Exercise:
Please return the material exactly; leave no entry out.

Data records:
···
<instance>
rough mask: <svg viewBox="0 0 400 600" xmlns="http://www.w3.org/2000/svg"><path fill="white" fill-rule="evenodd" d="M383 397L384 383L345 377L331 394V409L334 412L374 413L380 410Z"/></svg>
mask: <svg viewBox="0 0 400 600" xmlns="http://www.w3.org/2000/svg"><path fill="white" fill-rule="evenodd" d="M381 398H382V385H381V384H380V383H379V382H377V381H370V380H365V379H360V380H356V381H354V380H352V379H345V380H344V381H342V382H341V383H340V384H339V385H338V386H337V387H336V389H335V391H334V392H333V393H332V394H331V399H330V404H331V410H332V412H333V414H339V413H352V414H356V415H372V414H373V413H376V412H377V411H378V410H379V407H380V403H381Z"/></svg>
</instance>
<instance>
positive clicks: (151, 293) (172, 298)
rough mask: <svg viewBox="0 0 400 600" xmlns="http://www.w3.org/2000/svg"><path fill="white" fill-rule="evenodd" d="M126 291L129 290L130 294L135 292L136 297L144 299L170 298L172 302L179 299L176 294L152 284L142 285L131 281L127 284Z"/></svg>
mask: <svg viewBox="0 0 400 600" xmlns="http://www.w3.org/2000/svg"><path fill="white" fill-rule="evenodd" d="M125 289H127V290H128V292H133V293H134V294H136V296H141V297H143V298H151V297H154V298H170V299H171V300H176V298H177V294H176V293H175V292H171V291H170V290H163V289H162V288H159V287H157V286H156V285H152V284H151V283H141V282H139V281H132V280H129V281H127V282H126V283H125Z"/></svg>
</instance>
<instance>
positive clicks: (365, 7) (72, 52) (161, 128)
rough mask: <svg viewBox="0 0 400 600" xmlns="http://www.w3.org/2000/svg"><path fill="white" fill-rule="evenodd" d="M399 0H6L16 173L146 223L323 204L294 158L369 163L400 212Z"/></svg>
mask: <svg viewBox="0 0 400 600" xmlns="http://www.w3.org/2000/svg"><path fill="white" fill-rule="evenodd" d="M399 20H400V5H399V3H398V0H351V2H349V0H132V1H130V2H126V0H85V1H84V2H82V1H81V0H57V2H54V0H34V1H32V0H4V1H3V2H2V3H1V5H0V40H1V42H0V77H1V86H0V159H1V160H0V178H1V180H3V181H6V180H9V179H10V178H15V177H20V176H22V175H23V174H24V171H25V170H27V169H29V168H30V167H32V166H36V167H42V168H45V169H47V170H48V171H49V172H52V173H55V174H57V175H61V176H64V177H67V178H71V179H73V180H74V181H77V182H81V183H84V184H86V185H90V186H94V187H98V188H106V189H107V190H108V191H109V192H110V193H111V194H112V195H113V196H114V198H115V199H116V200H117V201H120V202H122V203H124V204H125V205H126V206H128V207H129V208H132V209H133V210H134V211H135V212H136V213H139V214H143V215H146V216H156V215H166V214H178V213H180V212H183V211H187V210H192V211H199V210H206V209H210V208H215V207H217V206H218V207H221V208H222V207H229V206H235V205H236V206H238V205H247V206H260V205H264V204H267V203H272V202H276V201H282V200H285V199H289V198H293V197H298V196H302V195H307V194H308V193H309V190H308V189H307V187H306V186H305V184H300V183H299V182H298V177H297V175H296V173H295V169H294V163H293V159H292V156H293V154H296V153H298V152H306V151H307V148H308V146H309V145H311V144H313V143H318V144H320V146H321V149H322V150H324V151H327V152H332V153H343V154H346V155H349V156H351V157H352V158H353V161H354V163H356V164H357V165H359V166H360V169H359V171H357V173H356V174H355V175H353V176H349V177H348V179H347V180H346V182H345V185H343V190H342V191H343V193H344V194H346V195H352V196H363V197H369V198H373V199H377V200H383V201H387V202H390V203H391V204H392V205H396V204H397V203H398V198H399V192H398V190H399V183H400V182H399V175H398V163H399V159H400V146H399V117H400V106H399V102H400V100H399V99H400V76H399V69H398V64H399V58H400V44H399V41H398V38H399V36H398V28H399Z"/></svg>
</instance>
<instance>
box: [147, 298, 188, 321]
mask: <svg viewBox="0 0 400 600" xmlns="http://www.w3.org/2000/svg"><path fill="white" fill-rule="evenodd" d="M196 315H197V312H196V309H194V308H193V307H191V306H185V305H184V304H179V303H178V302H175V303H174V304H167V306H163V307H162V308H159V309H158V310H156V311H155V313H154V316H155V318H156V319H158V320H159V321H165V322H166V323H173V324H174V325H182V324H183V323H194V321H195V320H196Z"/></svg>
···
The completed task:
<instance>
rough mask: <svg viewBox="0 0 400 600" xmlns="http://www.w3.org/2000/svg"><path fill="white" fill-rule="evenodd" d="M383 397L384 383L345 377L331 394V409L334 412L374 413L380 410Z"/></svg>
mask: <svg viewBox="0 0 400 600" xmlns="http://www.w3.org/2000/svg"><path fill="white" fill-rule="evenodd" d="M381 398H382V385H381V384H380V383H379V382H377V381H370V380H365V379H360V380H356V381H354V380H352V379H345V380H344V381H342V382H341V383H340V384H339V385H338V386H337V387H336V389H335V391H334V392H333V393H332V394H331V399H330V404H331V410H332V412H333V414H339V413H352V414H356V415H372V414H373V413H376V412H377V411H378V410H379V407H380V403H381Z"/></svg>
</instance>
<instance>
positive clicks: (151, 293) (172, 298)
rough mask: <svg viewBox="0 0 400 600" xmlns="http://www.w3.org/2000/svg"><path fill="white" fill-rule="evenodd" d="M126 291L129 290L130 294L135 292L136 297L144 299L170 298L172 302L179 299L176 294L152 284L142 285L131 281L127 284Z"/></svg>
mask: <svg viewBox="0 0 400 600" xmlns="http://www.w3.org/2000/svg"><path fill="white" fill-rule="evenodd" d="M125 289H127V290H128V292H133V293H134V294H136V296H141V297H143V298H151V297H154V298H170V299H171V300H176V298H177V294H176V293H175V292H171V291H170V290H163V289H162V288H159V287H157V286H156V285H152V284H151V283H141V282H139V281H132V280H129V281H127V282H126V283H125Z"/></svg>
</instance>
<instance>
positive clicks: (365, 7) (72, 52) (161, 128)
rough mask: <svg viewBox="0 0 400 600" xmlns="http://www.w3.org/2000/svg"><path fill="white" fill-rule="evenodd" d="M399 0H6L16 173L146 223L323 204L294 158L369 163L400 212Z"/></svg>
mask: <svg viewBox="0 0 400 600" xmlns="http://www.w3.org/2000/svg"><path fill="white" fill-rule="evenodd" d="M399 20H400V5H399V3H398V0H351V2H349V0H132V1H130V2H126V0H85V1H84V2H82V1H81V0H57V2H54V0H34V1H32V0H4V1H3V2H2V3H1V5H0V40H1V42H0V77H1V86H0V159H1V160H0V178H1V180H3V181H6V180H9V179H10V178H15V177H20V176H22V175H23V174H24V171H25V170H27V169H29V168H30V167H32V166H36V167H42V168H45V169H47V170H48V171H49V172H52V173H55V174H57V175H61V176H64V177H67V178H71V179H73V180H74V181H77V182H81V183H84V184H86V185H90V186H94V187H98V188H106V189H107V190H108V191H109V192H110V193H111V194H112V195H113V196H114V198H115V199H116V200H117V201H120V202H122V203H124V204H125V205H126V206H128V207H129V208H132V209H133V210H134V211H135V212H136V213H139V214H143V215H146V216H156V215H166V214H178V213H180V212H183V211H187V210H192V211H199V210H206V209H210V208H215V207H217V206H218V207H221V208H222V207H229V206H235V205H236V206H238V205H247V206H260V205H264V204H267V203H272V202H276V201H282V200H285V199H289V198H293V197H298V196H302V195H307V194H308V193H309V190H308V189H307V187H306V186H305V184H300V183H299V182H298V177H297V175H296V173H295V169H294V163H293V159H292V156H293V154H296V153H298V152H306V151H307V148H308V146H309V145H311V144H313V143H318V144H320V146H321V149H322V150H324V151H327V152H332V153H343V154H346V155H349V156H351V157H352V158H353V161H354V163H356V164H357V165H359V166H360V169H359V171H357V173H356V174H355V175H353V176H349V177H348V179H347V180H346V182H345V185H343V190H342V191H343V193H344V194H346V195H352V196H363V197H369V198H373V199H377V200H383V201H387V202H390V203H391V204H392V205H396V204H397V203H398V198H399V192H398V190H399V183H400V182H399V175H398V163H399V159H400V146H399V117H400V106H399V102H400V100H399V99H400V76H399V69H398V64H399V58H400V44H399V41H398V38H399V36H398V28H399Z"/></svg>
</instance>
<instance>
box: [147, 298, 188, 321]
mask: <svg viewBox="0 0 400 600" xmlns="http://www.w3.org/2000/svg"><path fill="white" fill-rule="evenodd" d="M196 315H197V312H196V309H194V308H193V307H191V306H185V305H184V304H179V303H178V302H175V303H174V304H167V306H163V307H162V308H159V309H158V310H156V311H155V313H154V316H155V318H156V319H158V320H159V321H165V322H166V323H173V324H174V325H182V324H183V323H194V321H195V320H196Z"/></svg>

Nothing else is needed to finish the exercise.